Supplied data
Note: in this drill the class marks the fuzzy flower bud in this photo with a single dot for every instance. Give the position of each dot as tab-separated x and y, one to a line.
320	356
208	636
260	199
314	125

Given request
Reproduce every entry above line for line, keeping each character unchanged.

Right answer
Note: in this drill the class marks the fuzzy flower bud in this photo with a single dot for every instance. Give the position of each dot as tab-separated x and y, one to a line.
320	356
208	636
260	199
314	125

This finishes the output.